## [What you will do]
Which lines in the records below contain the word "concrete"? Find them and copy each one.

Coordinate annotation records
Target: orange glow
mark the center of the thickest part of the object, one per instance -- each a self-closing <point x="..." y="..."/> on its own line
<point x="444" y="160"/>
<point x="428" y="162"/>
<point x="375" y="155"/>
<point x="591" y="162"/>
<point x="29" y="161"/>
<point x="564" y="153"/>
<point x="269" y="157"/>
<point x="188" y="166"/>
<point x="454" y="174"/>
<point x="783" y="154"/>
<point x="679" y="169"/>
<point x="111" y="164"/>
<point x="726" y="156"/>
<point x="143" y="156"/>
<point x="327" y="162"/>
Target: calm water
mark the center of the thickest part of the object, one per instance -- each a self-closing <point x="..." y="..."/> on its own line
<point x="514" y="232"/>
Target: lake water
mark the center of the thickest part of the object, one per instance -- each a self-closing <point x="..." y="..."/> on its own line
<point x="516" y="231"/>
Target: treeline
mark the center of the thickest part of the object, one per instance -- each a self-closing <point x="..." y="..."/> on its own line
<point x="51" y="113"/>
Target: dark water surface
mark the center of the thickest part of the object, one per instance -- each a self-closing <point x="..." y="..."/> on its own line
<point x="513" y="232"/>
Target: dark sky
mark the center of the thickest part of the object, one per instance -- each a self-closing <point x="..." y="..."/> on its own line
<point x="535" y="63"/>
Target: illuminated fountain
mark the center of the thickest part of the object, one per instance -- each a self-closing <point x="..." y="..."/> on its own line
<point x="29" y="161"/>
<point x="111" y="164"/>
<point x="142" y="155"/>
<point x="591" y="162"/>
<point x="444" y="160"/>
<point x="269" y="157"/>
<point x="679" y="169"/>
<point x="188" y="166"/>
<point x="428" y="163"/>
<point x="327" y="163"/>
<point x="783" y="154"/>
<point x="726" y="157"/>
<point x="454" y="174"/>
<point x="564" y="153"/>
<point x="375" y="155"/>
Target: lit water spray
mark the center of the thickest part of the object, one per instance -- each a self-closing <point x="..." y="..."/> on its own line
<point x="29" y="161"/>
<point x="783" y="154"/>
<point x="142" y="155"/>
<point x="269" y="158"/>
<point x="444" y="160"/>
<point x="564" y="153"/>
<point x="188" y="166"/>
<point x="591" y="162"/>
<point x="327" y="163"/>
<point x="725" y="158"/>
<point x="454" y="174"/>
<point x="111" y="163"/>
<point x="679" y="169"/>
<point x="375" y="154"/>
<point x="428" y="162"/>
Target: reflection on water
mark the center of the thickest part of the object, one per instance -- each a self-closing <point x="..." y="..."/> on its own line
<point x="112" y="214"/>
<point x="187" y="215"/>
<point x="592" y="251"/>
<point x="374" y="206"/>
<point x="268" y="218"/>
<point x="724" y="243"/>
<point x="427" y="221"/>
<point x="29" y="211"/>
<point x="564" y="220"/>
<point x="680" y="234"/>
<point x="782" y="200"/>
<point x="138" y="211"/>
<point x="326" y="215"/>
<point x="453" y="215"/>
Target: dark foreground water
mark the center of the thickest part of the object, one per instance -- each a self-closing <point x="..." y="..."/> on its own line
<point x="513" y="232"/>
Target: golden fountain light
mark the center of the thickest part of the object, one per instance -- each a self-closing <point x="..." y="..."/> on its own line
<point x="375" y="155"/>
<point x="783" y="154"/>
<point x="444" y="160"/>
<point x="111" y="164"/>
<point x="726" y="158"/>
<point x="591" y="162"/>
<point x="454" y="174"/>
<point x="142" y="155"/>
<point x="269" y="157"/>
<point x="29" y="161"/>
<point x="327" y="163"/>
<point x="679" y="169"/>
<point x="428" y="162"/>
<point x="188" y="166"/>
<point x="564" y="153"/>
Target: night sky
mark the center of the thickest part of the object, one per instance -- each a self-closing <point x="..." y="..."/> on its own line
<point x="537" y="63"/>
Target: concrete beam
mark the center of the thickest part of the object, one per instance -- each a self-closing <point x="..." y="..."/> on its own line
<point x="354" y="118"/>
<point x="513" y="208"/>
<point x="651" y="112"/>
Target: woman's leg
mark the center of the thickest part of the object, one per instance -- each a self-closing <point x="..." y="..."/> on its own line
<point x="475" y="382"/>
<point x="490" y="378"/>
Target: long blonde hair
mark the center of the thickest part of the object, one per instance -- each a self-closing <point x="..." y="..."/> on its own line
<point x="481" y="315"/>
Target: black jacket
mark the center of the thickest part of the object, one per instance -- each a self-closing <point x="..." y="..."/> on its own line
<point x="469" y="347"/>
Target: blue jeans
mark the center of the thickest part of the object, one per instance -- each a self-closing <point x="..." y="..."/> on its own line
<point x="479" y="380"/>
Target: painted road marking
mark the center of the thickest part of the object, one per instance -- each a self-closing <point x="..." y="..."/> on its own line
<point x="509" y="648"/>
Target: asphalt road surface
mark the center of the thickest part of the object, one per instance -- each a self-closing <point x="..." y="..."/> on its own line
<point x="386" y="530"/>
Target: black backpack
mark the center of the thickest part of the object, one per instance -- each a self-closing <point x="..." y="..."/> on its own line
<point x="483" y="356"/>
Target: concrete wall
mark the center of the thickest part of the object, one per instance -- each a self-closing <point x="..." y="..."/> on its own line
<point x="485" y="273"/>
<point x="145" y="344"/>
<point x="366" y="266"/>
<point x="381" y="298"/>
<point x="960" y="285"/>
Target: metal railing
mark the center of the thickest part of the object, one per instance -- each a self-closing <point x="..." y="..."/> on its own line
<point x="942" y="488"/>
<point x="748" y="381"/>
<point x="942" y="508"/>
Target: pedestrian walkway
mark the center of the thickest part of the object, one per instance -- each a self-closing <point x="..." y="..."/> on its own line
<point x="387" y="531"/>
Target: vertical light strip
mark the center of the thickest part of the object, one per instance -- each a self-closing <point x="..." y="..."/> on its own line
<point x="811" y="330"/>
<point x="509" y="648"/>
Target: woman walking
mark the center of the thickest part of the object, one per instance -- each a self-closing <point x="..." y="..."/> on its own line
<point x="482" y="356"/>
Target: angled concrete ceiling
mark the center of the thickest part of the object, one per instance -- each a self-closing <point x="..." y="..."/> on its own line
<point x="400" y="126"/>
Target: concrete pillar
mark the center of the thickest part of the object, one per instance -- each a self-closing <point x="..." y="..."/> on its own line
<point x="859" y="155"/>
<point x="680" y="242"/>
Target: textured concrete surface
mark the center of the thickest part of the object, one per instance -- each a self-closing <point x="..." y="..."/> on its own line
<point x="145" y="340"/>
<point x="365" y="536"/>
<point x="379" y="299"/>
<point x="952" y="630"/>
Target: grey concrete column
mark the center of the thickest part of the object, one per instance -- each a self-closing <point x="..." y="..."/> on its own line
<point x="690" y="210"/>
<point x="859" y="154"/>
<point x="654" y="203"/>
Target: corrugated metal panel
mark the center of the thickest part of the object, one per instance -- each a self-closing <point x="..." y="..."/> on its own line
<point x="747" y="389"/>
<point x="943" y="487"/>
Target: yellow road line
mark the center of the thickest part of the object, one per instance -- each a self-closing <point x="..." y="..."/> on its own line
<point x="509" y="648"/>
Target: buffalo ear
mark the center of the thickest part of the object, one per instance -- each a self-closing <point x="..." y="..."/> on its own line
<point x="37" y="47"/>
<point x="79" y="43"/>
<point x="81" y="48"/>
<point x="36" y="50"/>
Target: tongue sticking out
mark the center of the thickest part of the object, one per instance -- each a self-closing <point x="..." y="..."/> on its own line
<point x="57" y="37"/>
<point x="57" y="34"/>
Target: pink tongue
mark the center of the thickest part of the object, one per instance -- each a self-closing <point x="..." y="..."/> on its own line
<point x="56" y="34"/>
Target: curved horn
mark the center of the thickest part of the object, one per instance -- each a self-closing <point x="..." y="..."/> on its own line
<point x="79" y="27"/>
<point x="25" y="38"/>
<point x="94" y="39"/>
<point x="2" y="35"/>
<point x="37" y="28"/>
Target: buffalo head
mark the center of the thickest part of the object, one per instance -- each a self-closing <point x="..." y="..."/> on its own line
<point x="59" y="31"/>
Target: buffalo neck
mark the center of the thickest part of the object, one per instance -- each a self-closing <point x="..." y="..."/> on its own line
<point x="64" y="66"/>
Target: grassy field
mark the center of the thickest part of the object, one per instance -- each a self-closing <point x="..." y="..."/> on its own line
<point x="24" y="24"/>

...

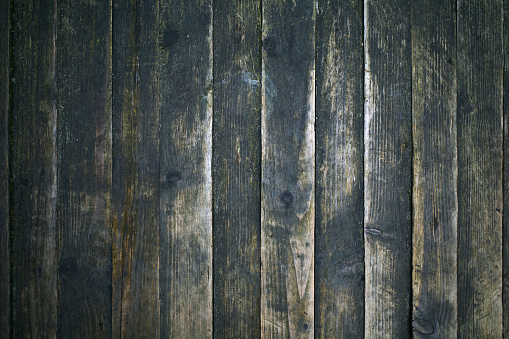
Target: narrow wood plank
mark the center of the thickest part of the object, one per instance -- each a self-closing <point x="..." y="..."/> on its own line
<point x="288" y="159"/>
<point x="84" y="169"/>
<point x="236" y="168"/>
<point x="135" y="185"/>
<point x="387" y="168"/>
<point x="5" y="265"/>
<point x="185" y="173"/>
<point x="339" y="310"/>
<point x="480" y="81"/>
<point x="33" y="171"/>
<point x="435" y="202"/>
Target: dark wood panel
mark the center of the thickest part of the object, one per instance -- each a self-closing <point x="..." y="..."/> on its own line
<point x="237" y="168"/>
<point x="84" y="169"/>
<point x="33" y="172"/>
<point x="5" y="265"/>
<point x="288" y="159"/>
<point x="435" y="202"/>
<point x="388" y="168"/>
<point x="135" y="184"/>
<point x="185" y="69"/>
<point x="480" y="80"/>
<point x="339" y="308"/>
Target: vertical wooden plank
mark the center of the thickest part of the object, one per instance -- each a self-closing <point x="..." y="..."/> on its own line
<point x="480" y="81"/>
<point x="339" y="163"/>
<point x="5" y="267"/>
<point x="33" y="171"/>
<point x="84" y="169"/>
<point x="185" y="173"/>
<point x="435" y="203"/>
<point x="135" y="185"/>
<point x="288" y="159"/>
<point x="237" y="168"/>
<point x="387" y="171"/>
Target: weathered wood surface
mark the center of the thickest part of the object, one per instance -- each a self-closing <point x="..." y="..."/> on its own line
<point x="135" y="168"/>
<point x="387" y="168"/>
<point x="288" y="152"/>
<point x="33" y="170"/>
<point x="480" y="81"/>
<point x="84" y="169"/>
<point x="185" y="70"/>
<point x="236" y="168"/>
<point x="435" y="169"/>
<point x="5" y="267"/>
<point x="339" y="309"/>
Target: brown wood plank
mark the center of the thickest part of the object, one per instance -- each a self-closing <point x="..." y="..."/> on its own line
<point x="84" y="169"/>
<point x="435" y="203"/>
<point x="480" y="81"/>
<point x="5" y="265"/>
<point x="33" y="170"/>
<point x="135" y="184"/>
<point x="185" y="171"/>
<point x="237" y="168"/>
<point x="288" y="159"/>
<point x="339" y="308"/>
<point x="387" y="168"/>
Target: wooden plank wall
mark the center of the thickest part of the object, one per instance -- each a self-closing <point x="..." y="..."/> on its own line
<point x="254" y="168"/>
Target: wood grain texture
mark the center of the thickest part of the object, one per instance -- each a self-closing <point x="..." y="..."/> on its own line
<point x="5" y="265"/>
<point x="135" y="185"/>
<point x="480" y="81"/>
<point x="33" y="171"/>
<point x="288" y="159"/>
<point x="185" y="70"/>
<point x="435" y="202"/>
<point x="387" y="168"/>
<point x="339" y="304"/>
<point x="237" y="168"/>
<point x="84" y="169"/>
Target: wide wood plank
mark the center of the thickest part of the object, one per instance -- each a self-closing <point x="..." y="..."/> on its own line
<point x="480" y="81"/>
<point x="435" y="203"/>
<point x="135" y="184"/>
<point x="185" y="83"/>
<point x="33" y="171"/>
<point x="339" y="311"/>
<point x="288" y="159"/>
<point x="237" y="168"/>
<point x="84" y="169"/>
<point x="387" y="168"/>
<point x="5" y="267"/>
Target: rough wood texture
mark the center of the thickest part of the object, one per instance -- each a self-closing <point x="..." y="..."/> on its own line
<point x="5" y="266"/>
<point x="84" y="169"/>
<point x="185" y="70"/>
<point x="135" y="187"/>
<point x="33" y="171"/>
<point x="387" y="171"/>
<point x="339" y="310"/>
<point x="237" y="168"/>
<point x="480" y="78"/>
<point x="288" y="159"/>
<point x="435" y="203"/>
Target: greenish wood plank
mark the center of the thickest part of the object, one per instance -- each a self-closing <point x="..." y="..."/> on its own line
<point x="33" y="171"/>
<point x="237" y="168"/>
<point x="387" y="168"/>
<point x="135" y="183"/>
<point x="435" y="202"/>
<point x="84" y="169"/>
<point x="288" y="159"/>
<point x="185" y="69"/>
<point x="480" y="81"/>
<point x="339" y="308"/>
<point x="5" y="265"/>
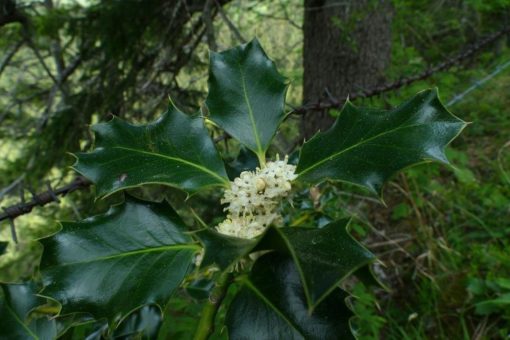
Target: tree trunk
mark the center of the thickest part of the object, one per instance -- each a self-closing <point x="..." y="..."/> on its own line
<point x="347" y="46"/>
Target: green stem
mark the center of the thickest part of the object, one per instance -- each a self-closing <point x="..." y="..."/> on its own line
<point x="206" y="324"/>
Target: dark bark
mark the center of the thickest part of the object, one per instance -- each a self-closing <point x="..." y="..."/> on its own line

* * *

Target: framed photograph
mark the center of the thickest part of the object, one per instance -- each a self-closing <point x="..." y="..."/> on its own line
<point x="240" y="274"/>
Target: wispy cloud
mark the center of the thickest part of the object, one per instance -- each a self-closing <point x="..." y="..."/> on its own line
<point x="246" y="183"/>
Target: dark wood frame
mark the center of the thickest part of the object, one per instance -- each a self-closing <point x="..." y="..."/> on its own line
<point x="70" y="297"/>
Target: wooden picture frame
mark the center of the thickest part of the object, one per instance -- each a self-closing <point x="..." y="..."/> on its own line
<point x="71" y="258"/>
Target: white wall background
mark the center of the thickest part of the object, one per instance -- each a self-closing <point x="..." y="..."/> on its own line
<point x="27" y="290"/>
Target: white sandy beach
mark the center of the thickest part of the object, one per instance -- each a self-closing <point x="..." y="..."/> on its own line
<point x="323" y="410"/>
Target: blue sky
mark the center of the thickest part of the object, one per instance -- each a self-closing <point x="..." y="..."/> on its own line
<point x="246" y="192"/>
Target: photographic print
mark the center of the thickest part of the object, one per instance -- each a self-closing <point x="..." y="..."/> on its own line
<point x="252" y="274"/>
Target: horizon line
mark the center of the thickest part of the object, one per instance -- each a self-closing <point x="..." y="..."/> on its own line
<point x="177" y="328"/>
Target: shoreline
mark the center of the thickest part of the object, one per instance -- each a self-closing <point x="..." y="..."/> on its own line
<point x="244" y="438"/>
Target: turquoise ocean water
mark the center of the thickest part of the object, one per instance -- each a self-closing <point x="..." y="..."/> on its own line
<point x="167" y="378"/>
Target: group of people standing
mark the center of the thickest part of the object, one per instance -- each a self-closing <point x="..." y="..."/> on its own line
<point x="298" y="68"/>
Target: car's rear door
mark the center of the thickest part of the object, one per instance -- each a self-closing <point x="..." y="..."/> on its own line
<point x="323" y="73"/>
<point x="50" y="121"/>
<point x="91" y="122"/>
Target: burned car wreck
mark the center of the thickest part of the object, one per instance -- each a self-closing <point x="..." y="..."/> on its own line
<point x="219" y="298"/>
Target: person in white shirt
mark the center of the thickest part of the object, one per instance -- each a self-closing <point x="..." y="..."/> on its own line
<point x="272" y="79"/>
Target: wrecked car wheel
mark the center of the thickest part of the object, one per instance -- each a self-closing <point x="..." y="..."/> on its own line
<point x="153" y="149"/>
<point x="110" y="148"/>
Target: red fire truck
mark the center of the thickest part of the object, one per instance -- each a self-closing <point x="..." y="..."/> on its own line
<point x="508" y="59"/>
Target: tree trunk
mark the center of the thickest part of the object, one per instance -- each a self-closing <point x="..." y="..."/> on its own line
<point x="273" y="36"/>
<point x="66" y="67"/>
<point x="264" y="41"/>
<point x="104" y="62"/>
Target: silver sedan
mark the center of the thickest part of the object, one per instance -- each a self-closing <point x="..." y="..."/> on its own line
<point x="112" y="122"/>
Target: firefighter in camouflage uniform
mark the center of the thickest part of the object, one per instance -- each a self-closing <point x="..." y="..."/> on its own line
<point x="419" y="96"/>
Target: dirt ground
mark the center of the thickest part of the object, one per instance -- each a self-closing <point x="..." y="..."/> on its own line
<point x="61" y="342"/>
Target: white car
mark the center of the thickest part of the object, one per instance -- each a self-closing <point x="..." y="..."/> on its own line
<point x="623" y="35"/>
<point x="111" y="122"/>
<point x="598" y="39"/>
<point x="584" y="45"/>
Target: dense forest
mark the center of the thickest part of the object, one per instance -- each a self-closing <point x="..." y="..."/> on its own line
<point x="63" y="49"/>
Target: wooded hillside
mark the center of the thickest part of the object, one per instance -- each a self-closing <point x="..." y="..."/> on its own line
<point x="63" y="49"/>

## [Answer to this problem]
Target: concrete beam
Target: concrete wall
Target: angled concrete ceiling
Target: concrete pillar
Target: textured concrete surface
Target: grey concrete column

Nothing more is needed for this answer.